Records from a collection:
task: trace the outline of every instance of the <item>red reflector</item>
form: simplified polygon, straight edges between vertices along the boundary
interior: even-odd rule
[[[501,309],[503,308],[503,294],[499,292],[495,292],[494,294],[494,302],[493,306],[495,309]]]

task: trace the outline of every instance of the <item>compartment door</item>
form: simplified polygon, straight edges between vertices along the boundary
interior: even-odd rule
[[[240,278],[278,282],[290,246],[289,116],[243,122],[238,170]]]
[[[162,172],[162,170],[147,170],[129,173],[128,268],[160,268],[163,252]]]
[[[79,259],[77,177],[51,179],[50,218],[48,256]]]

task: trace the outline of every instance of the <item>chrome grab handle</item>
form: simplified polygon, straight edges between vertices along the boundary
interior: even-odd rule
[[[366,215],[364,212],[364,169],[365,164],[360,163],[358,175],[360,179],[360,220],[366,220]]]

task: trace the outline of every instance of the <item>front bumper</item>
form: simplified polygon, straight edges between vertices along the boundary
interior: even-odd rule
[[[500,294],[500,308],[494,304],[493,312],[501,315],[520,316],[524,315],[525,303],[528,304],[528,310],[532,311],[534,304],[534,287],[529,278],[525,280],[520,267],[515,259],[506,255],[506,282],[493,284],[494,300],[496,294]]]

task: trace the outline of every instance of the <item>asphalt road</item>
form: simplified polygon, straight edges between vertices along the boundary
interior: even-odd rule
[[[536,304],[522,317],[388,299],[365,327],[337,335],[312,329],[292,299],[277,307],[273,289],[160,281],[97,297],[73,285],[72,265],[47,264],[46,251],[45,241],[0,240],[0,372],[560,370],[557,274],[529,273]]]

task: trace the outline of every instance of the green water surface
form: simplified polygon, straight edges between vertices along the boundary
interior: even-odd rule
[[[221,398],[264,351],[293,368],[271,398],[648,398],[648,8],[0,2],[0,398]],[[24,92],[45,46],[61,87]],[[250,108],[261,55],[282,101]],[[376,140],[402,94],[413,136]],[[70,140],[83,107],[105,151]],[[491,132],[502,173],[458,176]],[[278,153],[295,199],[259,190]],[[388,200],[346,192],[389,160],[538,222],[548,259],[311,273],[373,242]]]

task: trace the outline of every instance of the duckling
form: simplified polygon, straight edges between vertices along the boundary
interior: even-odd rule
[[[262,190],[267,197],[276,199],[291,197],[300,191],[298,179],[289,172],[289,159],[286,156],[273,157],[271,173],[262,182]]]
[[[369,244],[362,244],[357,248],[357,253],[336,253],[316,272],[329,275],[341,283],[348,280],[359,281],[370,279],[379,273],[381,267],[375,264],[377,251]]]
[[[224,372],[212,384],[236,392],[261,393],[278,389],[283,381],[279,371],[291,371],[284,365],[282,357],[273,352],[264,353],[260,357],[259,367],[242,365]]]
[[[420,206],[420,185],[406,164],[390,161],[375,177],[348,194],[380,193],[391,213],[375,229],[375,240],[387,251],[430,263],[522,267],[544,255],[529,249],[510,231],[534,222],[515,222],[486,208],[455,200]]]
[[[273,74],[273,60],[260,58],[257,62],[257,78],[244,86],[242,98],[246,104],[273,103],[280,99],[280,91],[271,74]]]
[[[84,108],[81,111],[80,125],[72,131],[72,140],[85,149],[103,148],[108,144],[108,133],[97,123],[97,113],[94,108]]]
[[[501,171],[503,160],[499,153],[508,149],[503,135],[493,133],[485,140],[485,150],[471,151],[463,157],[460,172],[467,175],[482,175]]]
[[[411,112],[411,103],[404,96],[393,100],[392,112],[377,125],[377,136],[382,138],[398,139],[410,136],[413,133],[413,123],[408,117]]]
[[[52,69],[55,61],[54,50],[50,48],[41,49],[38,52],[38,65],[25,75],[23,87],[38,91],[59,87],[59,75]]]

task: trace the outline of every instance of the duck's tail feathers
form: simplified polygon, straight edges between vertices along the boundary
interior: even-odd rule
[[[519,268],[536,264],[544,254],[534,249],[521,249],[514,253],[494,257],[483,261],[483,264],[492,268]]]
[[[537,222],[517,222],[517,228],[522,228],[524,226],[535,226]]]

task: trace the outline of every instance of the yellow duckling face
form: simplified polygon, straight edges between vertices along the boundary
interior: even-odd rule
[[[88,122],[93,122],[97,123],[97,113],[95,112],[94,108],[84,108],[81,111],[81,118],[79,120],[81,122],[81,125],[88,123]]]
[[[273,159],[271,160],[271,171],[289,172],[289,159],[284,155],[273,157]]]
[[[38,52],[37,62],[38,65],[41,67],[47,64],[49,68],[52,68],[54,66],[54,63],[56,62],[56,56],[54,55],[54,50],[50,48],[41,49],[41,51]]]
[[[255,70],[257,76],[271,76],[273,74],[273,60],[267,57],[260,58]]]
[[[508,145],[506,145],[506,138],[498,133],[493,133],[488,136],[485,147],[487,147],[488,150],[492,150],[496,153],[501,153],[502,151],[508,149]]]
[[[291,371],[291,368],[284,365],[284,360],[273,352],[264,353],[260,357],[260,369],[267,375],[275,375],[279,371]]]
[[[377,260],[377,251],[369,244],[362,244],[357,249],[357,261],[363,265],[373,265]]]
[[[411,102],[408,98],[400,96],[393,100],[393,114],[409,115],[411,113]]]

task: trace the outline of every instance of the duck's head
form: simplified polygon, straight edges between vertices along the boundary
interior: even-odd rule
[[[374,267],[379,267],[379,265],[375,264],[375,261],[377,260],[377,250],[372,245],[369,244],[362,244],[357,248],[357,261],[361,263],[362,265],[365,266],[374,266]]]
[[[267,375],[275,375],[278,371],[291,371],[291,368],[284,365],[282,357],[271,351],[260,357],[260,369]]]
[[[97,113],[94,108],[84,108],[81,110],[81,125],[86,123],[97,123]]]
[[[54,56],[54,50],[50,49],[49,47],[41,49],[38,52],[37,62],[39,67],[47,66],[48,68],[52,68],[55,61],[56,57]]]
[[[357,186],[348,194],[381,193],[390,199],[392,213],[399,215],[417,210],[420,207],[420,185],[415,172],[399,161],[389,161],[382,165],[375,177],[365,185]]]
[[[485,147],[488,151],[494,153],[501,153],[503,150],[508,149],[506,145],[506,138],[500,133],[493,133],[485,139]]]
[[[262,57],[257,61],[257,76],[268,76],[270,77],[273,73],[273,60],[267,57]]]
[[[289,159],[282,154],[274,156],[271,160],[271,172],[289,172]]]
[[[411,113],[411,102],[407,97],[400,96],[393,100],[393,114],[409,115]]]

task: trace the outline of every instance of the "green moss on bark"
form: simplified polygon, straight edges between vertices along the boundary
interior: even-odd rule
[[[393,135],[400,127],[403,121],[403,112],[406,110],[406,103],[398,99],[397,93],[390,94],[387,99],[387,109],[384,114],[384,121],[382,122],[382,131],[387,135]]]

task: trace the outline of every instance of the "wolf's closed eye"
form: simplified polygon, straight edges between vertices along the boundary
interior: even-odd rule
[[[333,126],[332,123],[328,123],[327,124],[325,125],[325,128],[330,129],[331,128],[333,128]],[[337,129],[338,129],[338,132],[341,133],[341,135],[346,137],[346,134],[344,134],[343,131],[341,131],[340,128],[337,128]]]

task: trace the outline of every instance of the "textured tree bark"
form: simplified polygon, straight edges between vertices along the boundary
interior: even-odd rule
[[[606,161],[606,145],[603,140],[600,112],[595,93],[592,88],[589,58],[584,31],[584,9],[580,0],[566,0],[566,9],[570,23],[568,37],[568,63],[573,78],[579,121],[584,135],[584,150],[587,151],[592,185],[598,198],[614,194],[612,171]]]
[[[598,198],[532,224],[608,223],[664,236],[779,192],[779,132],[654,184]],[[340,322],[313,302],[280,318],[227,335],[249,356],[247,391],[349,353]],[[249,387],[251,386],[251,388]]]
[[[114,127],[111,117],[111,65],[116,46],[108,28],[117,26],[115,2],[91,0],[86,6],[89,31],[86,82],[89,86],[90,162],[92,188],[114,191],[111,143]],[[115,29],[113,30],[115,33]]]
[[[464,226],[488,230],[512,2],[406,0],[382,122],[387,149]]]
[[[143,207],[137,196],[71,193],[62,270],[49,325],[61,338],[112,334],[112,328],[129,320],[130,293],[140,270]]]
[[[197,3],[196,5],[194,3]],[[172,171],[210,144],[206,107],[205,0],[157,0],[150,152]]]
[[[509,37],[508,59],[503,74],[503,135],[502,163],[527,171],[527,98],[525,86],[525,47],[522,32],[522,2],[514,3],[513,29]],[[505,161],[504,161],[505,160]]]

TO DO => Filter the rows above, keeping every line that contains the word "bark", and copy those lines out.

TASK RESULT =>
task: trace the outline of every instance of the "green moss on bark"
task: trace the outline of every instance of the "textured tree bark"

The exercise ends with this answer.